*** Opening Material for this exercise ***

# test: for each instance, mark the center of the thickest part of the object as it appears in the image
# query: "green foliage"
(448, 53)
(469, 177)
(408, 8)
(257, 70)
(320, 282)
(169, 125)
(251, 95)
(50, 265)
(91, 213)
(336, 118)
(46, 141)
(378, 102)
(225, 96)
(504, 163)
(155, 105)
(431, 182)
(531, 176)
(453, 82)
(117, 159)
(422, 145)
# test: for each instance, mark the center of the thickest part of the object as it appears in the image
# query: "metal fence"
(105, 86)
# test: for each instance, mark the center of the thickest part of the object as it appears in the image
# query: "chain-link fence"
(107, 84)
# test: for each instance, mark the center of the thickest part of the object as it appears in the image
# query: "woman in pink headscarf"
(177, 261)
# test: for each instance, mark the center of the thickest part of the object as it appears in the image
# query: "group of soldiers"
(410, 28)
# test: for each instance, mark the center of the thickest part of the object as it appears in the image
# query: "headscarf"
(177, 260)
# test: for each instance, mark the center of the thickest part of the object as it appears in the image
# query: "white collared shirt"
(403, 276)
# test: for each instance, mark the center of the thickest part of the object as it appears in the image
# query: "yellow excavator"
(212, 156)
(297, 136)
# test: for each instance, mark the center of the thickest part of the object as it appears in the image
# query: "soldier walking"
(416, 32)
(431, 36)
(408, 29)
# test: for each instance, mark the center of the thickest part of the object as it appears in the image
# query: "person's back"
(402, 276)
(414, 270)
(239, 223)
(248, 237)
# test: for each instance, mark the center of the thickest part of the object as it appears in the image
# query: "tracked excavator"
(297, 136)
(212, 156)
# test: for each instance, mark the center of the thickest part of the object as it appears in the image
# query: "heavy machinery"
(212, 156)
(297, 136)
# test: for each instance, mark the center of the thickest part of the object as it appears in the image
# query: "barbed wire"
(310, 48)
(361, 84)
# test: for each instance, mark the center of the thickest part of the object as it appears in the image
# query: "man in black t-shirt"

*** Closing Material for this exercise ***

* [Work to complete] Start to finish, copy the records above with no differences.

* [Result for this exercise]
# test: for each instance, mark the center of the thickest part of the object as it appears in the image
# query: "green foliage"
(448, 53)
(469, 177)
(408, 8)
(257, 70)
(320, 282)
(169, 125)
(251, 95)
(50, 265)
(91, 213)
(336, 118)
(46, 141)
(378, 102)
(225, 96)
(504, 163)
(155, 105)
(431, 182)
(531, 176)
(453, 82)
(117, 159)
(422, 145)
# test: for each instance, mark the center of the thickest part of the object as it appears in the image
# query: "metal fence"
(105, 86)
# test: for each instance, mark the center of the thickest part of the object as it appears in the image
# query: "chain-link fence"
(107, 84)
# test: for each instance, mark the center of the thickest part of the object as it appears in the image
# query: "woman in pink headscarf"
(177, 261)
# test: for each instance, mark the center of the thickest part of the object as it appears in the image
# query: "group of soldiers"
(410, 28)
# test: for each instance, mark the center of the thickest part of the object as it appears in the image
# query: "headscarf"
(177, 260)
# test: for each instance, mark the center of the thickest part of the object as it appears in the image
# query: "white collared shirt"
(403, 276)
# test: for each instance, mark the center of the thickest part of the object as it appears in the image
# query: "yellow excavator"
(212, 156)
(297, 136)
# test: for each instance, mark the center of the thickest part of the object as it appears in the image
# query: "soldier walking"
(416, 32)
(431, 36)
(408, 29)
# test: for each instance, mark the center of the thickest part of the object as it appears in the image
# query: "person's back"
(402, 276)
(414, 270)
(239, 223)
(248, 237)
# test: for each instance, mark the center of the thickest part of the object as it appears in the image
# query: "tracked excavator"
(297, 136)
(212, 156)
# test: for each instance, mark the center of the thickest part of the object as it appears in the image
# query: "heavy machinery"
(212, 156)
(297, 136)
# test: for each instance, mark the center of the thickest part of the object as it appears in the image
# query: "barbed wire"
(310, 48)
(361, 84)
# test: for each instance, mark the center of the thickest part of the object as it appears in the image
# query: "man in black t-shirt"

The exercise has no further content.